Background information
- Born: John T. Melick Jr. December 21, 1929 North Plainfield, New Jersey, U.S.
- Died: June 25, 2021 (aged 91)
- Genres: Jazz; big band; swing;
- Occupation(s): Musician, bandleader, arranger
- Instruments: Piano; clarinet;
- Years active: 1943–2021
- Labels: Chaparral; Carlton;
- Spouse: Nancy Dow ​ ​(m. 1956; div. 1961)​

= Jack Melick =

American bandleader (1929–2021)

John T. Melick Jr. (December 21, 1929 – June 25, 2021) was an American bandleader, pianist, and arranger.

== Early life ==
Melick was born and raised in North Plainfield, New Jersey, where he attended North Plainfield High School. Like many American kids of his era, piano lessons were an early part of his education. His mother was a school teacher and his father was an insurance salesman; both recognized his early interest and talent as a musician and encouraged his pursuit of a musical life. He proclaimed his intention to become a band leader at the age of 7. Raised on the Great American Songbook of the 1930s and 1940s, he became immersed in the jazz and big band cultures of his youth.

▶ [Task objective]: Return the passage of the Jack Melick text from "American bandleader (1929–2021)" to "of his youth." word for word.

▶ [Record excerpts]:
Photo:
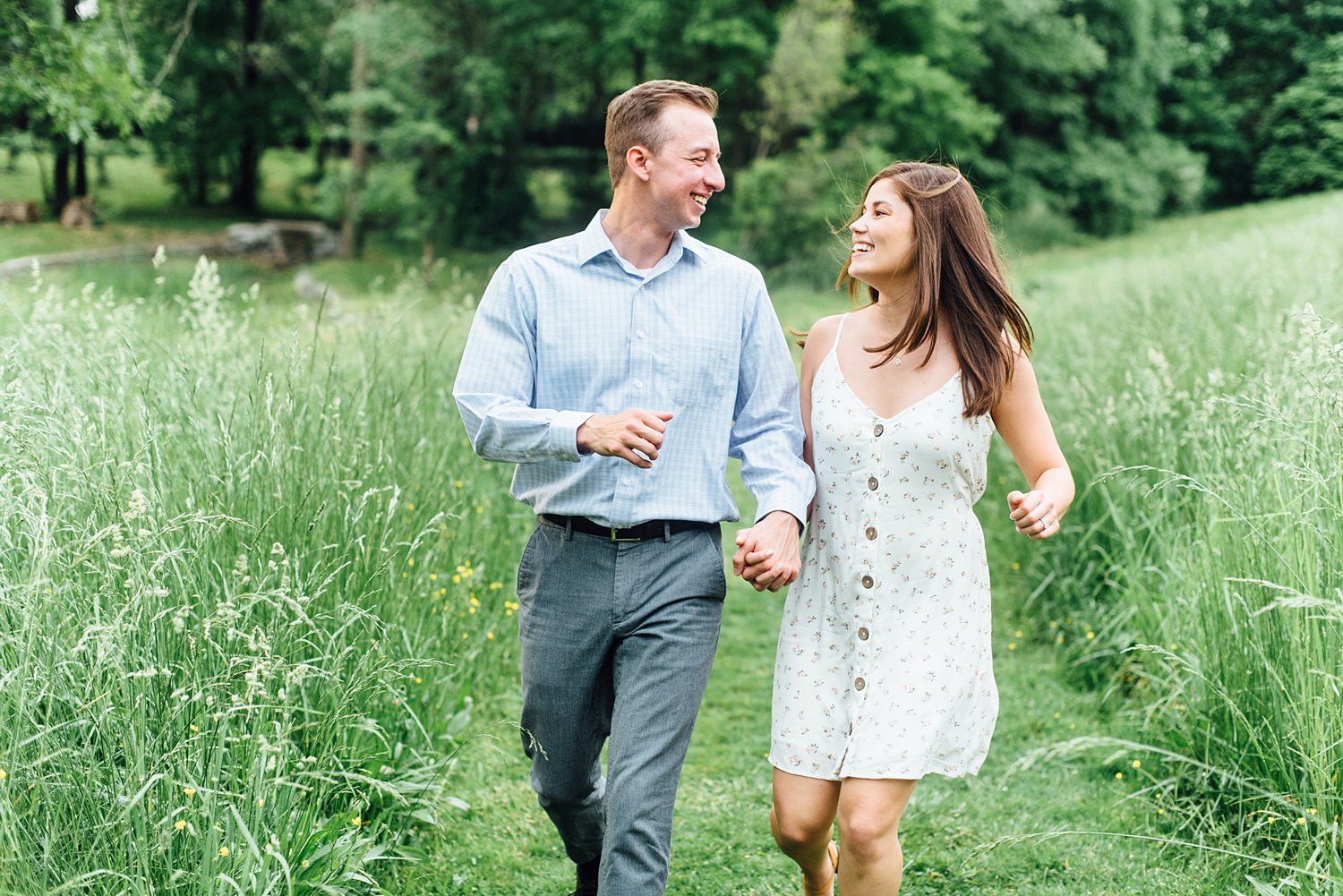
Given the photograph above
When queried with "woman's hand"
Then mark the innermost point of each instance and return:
(1034, 514)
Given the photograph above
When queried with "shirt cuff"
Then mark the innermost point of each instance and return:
(564, 434)
(798, 511)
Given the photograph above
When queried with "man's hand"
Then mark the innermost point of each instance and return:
(633, 435)
(767, 552)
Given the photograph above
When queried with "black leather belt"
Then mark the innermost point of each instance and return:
(641, 533)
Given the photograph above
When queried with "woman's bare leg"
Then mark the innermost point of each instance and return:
(869, 834)
(802, 821)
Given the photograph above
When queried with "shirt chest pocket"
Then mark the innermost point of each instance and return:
(704, 371)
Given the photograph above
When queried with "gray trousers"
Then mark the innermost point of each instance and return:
(617, 640)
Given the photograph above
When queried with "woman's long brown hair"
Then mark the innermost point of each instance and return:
(961, 284)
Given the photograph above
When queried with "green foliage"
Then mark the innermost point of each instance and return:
(72, 80)
(242, 619)
(1195, 391)
(1305, 131)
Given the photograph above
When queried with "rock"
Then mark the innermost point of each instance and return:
(19, 211)
(284, 242)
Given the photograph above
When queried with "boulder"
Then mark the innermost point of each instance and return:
(19, 211)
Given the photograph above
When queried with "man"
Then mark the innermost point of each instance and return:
(618, 368)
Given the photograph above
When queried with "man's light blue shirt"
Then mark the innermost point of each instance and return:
(569, 329)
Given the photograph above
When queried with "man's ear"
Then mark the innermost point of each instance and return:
(637, 160)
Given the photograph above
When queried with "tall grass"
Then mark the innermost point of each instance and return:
(250, 581)
(1197, 386)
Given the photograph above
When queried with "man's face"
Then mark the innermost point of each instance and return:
(685, 171)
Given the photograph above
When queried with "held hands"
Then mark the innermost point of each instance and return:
(1034, 515)
(633, 435)
(767, 552)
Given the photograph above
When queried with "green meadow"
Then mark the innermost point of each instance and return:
(257, 593)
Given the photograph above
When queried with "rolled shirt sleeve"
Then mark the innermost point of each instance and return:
(767, 432)
(496, 381)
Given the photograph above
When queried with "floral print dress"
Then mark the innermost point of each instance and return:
(884, 665)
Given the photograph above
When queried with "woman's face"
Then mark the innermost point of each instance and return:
(883, 236)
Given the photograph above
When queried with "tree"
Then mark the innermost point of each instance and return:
(70, 80)
(1305, 131)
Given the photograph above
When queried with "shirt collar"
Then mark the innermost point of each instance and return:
(594, 242)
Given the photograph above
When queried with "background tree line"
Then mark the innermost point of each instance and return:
(478, 123)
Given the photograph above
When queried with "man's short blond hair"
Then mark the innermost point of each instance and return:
(634, 118)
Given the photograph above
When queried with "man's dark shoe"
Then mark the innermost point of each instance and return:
(587, 877)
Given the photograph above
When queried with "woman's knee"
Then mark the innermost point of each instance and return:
(797, 831)
(868, 834)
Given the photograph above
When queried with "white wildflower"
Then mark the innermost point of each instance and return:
(136, 508)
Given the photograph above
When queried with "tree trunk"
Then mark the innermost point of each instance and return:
(246, 188)
(81, 169)
(351, 227)
(61, 177)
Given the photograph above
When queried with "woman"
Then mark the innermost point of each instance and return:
(884, 670)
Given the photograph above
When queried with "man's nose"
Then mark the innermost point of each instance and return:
(714, 177)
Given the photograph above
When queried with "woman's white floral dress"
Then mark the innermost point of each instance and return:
(884, 665)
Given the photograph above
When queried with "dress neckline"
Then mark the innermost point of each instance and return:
(834, 356)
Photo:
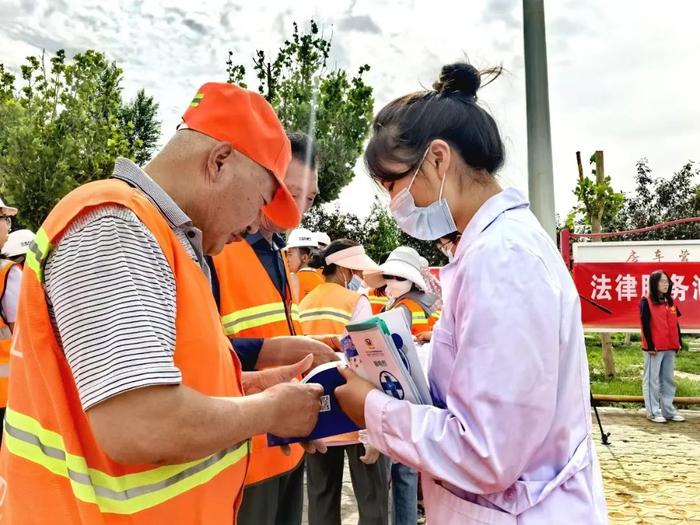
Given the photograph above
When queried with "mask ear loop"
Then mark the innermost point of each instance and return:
(420, 164)
(442, 186)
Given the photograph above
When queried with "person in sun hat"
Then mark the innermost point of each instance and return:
(406, 288)
(120, 361)
(18, 242)
(326, 310)
(300, 248)
(402, 277)
(322, 239)
(6, 214)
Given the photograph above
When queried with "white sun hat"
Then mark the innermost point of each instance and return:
(353, 258)
(302, 238)
(402, 262)
(322, 238)
(7, 210)
(18, 243)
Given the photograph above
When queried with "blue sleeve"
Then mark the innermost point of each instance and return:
(247, 349)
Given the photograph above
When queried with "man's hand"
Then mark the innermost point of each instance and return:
(351, 396)
(279, 351)
(254, 382)
(371, 455)
(331, 340)
(297, 406)
(314, 447)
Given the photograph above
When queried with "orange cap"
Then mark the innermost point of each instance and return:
(245, 119)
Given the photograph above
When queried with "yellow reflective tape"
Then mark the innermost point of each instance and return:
(337, 311)
(257, 316)
(325, 314)
(196, 100)
(37, 253)
(25, 437)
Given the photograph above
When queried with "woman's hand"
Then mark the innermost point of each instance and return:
(351, 396)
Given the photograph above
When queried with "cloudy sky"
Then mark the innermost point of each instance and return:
(623, 74)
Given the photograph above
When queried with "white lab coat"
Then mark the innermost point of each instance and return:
(509, 438)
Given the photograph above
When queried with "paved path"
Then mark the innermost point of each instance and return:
(651, 471)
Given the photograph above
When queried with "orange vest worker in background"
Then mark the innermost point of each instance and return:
(260, 315)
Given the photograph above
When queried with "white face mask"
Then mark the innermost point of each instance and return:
(428, 223)
(355, 284)
(395, 289)
(447, 253)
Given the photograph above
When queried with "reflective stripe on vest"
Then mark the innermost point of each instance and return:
(25, 437)
(257, 316)
(326, 314)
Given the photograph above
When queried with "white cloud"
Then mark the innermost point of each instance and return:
(623, 75)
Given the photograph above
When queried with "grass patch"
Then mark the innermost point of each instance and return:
(629, 363)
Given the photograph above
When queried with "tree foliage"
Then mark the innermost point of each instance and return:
(378, 233)
(63, 126)
(328, 104)
(661, 199)
(598, 203)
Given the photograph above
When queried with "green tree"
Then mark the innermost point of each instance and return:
(63, 126)
(661, 199)
(378, 233)
(328, 104)
(598, 204)
(141, 126)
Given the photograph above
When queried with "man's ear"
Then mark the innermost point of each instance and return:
(218, 156)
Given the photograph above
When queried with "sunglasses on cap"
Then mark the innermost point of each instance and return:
(393, 278)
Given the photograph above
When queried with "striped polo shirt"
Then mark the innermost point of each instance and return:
(111, 294)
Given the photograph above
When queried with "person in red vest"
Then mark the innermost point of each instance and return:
(661, 341)
(126, 401)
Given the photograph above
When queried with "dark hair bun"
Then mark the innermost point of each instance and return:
(461, 77)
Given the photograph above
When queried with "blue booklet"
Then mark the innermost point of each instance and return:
(331, 420)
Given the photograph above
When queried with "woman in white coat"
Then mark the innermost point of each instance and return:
(508, 439)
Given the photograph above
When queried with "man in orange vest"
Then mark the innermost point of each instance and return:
(260, 314)
(301, 245)
(126, 402)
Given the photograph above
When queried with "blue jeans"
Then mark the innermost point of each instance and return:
(658, 385)
(404, 495)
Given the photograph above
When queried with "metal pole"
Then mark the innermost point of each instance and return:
(539, 138)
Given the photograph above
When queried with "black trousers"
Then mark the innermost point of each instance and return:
(275, 501)
(325, 483)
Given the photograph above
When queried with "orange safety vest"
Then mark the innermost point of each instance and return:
(5, 334)
(308, 280)
(51, 466)
(251, 306)
(421, 320)
(326, 310)
(378, 302)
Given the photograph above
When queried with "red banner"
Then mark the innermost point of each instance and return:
(618, 287)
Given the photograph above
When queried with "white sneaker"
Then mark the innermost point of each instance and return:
(657, 419)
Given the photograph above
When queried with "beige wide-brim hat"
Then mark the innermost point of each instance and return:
(353, 258)
(18, 243)
(7, 210)
(402, 262)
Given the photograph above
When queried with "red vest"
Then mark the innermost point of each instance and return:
(664, 327)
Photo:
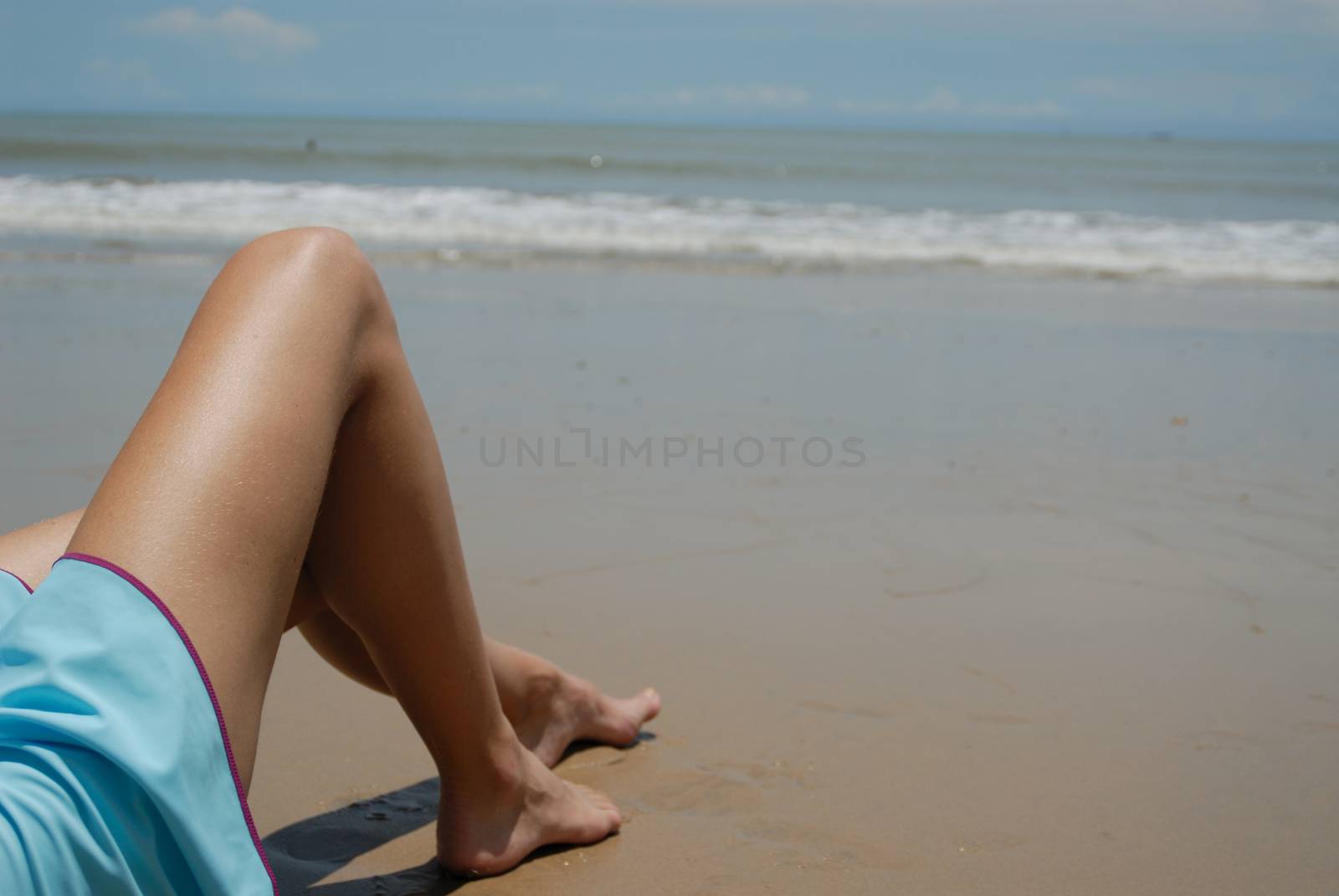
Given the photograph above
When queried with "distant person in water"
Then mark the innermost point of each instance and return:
(285, 473)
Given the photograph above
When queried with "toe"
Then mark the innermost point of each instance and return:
(624, 718)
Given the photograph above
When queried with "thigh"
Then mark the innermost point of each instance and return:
(213, 497)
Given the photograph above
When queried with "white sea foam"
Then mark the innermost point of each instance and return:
(628, 225)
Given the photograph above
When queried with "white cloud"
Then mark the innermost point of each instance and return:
(733, 97)
(248, 33)
(944, 102)
(513, 94)
(133, 78)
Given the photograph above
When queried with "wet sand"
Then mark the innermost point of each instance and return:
(1070, 626)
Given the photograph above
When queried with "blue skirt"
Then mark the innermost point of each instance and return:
(115, 771)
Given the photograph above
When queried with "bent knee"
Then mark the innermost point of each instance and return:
(332, 259)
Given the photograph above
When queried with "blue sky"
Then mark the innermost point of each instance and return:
(1212, 67)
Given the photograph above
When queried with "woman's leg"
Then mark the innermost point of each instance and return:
(548, 708)
(287, 432)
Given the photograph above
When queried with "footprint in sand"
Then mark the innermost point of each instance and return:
(935, 579)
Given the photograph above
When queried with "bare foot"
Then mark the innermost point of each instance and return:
(551, 709)
(526, 806)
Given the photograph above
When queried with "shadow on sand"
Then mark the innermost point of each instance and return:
(311, 849)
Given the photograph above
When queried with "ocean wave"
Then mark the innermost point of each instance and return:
(689, 231)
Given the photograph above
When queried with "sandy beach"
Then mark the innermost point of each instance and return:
(1066, 627)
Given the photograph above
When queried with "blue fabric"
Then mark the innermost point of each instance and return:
(114, 773)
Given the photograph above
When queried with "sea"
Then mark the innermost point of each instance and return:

▶ [Your response]:
American bandleader (1929–2021)

John T. Melick Jr. (December 21, 1929 – June 25, 2021) was an American bandleader, pianist, and arranger.

== Early life ==
Melick was born and raised in North Plainfield, New Jersey, where he attended North Plainfield High School. Like many American kids of his era, piano lessons were an early part of his education. His mother was a school teacher and his father was an insurance salesman; both recognized his early interest and talent as a musician and encouraged his pursuit of a musical life. He proclaimed his intention to become a band leader at the age of 7. Raised on the Great American Songbook of the 1930s and 1940s, he became immersed in the jazz and big band cultures of his youth.